## EXERCISE DESCRIPTION:
How many lines in the listing below contain the word "police"? Reply with the number alone.
________________
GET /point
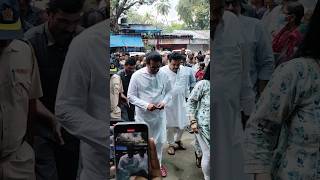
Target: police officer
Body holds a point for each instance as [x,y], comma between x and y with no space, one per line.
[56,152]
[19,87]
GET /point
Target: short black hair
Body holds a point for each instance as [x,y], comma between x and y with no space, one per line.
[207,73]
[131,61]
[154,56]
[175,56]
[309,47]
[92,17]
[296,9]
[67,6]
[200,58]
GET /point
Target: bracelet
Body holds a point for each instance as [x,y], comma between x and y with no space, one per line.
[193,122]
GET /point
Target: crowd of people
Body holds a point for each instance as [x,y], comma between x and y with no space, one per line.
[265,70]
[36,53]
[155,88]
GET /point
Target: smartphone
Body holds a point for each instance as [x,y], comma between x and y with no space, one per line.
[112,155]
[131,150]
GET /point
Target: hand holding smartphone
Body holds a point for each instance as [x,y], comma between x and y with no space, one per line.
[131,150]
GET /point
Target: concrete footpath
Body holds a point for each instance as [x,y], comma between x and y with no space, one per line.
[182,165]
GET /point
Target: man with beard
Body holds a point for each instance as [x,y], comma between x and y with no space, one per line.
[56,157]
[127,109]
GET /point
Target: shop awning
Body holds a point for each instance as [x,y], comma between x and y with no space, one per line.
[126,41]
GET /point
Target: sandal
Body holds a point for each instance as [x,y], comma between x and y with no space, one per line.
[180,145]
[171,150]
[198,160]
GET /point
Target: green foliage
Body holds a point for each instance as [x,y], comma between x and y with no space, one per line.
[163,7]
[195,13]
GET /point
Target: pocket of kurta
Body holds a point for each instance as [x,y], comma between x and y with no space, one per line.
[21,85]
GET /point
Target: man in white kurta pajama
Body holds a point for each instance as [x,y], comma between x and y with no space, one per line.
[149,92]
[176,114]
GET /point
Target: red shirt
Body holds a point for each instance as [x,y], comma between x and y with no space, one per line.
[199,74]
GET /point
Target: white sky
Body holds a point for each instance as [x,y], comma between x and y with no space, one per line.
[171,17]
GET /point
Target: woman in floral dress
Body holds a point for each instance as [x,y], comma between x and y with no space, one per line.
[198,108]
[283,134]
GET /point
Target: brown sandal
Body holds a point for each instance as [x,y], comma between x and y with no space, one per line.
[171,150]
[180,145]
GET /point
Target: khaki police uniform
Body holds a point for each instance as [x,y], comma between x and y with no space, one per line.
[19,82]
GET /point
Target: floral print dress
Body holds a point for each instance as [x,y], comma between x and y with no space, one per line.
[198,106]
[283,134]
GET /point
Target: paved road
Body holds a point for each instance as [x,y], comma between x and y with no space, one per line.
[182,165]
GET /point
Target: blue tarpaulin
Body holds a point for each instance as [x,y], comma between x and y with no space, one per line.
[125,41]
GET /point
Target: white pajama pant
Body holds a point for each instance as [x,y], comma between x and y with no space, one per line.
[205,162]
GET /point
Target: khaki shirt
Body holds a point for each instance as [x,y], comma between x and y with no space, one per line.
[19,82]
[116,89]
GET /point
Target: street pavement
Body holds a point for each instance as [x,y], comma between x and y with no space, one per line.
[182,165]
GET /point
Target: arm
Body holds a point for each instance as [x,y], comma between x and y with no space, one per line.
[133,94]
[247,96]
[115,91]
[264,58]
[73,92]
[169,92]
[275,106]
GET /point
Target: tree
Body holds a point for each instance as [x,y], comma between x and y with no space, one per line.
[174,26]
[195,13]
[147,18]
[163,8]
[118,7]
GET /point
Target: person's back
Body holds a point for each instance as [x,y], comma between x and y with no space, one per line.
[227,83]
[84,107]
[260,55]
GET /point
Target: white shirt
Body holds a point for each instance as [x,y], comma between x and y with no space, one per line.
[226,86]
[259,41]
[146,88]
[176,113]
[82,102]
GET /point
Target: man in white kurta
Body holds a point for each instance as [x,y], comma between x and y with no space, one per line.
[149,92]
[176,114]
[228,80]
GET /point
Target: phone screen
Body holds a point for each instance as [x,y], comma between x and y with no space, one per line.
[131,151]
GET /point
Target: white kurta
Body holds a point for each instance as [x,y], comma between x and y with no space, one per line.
________________
## EXERCISE ANSWER:
2